Siamese kittens are always born pure white. Pinky Pie was no different than any other sweet little newborn siamese, though he was much smaller than his sisters. As he lay in the nest cuddled up to his mama, all I could see was his bright pink nose and ears sticking out of his thin fur, hence the name Pinky. There was a fourth kitten born that was slightly smaller than Pinky, but he did not make it passed the first couple of days. We were very sad to have to say goodbye to the little thing and felt sorry for our loss, but poured our attention onto the healthier ones of the litter.

**WORK TO BE COMPLETED:** List every part of Pinky's body that the passage about the Siamese kitten mentions. The records have nothing to do with the passage about the Siamese kitten.

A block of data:
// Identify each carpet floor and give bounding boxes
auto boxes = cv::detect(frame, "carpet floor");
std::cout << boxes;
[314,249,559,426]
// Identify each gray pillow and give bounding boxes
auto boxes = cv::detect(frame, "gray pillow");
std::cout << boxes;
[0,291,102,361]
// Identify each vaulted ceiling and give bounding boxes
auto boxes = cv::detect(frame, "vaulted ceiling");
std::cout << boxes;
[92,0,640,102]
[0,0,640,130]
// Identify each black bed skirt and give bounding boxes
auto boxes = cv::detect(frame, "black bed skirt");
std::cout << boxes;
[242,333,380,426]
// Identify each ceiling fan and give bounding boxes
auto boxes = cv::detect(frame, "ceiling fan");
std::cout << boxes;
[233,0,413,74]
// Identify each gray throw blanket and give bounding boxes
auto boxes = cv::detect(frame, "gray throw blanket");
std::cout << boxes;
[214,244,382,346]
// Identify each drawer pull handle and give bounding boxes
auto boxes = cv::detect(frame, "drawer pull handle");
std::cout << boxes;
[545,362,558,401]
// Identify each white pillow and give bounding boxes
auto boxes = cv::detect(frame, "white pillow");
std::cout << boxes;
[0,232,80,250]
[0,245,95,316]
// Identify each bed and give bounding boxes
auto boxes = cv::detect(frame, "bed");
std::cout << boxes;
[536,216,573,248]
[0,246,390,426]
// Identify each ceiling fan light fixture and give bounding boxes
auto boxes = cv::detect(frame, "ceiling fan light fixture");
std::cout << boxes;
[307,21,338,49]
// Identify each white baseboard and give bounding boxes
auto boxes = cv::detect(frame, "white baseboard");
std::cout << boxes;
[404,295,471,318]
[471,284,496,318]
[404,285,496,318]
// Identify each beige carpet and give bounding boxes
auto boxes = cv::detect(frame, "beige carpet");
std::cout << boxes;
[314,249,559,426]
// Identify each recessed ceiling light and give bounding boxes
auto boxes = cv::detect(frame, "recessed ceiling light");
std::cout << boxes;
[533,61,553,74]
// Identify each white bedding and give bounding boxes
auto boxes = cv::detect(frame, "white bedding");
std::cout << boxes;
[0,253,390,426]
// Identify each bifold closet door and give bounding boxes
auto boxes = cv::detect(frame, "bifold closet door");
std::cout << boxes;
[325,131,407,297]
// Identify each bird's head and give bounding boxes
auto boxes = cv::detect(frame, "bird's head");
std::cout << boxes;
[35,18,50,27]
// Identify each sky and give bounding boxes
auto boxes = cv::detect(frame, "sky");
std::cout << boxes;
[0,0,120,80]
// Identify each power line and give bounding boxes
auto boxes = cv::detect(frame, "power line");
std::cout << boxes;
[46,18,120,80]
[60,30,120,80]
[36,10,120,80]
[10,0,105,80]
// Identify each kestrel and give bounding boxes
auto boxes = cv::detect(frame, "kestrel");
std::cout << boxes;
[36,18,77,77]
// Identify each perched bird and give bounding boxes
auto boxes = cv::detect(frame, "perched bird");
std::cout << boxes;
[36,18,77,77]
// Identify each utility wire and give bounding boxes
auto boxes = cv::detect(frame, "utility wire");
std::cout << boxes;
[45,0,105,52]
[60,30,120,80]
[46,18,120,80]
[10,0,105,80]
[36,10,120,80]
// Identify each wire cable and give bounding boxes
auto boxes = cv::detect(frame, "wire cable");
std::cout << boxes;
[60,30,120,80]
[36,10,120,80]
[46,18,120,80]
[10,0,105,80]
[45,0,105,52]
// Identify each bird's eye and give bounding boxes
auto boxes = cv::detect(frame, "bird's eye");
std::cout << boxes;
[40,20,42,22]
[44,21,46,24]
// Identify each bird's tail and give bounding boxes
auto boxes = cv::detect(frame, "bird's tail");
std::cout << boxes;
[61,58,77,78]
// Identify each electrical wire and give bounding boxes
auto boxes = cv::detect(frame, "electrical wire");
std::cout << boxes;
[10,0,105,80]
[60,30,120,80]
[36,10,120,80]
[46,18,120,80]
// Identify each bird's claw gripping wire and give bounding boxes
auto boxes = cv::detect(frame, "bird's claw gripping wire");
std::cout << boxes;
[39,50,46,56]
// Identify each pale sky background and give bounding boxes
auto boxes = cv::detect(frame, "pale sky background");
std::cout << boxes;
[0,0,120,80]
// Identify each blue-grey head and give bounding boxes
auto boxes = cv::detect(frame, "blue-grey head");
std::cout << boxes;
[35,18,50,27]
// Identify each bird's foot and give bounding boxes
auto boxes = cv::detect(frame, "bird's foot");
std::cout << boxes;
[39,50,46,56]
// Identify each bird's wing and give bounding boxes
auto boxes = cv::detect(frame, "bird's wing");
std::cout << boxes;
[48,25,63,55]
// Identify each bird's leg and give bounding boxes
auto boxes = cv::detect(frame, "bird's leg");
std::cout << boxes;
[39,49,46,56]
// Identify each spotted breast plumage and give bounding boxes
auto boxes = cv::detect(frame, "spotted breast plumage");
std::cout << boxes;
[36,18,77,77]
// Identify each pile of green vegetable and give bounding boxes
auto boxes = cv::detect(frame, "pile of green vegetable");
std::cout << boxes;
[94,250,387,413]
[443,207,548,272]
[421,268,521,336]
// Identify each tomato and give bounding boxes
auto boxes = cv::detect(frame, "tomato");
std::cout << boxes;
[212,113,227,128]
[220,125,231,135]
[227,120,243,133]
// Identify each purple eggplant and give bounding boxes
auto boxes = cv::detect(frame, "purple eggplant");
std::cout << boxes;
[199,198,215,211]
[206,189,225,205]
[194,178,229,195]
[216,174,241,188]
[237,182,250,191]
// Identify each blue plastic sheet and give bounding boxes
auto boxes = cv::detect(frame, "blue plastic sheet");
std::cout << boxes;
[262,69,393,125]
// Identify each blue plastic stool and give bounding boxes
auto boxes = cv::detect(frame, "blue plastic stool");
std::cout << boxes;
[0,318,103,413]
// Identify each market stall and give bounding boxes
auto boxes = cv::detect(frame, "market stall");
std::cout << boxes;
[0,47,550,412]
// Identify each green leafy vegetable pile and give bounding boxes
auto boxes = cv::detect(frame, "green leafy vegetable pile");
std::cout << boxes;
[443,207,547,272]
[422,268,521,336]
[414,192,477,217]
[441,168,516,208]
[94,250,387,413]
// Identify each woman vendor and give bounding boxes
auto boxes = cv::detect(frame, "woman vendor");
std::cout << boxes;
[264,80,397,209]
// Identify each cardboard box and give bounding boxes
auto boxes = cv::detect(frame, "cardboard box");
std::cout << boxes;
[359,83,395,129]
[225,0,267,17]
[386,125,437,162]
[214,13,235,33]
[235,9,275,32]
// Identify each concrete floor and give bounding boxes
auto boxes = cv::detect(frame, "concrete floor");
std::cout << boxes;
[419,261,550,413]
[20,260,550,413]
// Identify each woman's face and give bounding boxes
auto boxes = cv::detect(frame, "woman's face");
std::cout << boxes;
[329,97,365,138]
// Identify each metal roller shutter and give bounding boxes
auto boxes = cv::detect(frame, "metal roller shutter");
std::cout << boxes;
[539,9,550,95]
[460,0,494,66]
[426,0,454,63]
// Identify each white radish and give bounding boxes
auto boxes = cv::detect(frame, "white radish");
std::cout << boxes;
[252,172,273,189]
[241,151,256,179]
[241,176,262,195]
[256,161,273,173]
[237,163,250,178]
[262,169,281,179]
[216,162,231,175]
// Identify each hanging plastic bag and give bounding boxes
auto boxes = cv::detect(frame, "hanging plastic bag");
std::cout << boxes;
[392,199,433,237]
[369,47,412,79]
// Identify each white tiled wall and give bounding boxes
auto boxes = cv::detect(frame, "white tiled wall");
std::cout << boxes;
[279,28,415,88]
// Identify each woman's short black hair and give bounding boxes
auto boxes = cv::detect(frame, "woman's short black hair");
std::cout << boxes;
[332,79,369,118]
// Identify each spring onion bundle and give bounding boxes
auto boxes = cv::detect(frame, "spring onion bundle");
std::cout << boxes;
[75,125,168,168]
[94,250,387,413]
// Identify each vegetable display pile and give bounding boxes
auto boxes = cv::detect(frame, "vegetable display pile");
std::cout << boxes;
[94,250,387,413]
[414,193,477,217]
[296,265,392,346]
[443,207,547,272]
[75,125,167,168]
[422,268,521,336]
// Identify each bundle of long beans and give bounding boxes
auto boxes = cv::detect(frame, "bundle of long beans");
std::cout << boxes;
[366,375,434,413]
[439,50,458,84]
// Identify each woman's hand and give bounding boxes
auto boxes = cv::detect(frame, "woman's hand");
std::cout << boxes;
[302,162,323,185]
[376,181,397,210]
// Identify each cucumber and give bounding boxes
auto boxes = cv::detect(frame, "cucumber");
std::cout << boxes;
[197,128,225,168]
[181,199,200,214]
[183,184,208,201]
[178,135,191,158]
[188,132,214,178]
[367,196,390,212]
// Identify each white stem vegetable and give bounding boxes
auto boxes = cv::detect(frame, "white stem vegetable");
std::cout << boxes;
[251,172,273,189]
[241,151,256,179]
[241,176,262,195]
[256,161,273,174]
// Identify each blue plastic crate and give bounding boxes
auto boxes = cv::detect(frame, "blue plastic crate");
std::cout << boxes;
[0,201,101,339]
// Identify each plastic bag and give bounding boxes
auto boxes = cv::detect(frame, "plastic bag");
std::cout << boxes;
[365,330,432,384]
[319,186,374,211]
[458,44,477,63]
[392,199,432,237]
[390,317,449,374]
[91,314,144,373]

**WRITTEN ANSWER:** Nose, ears, fur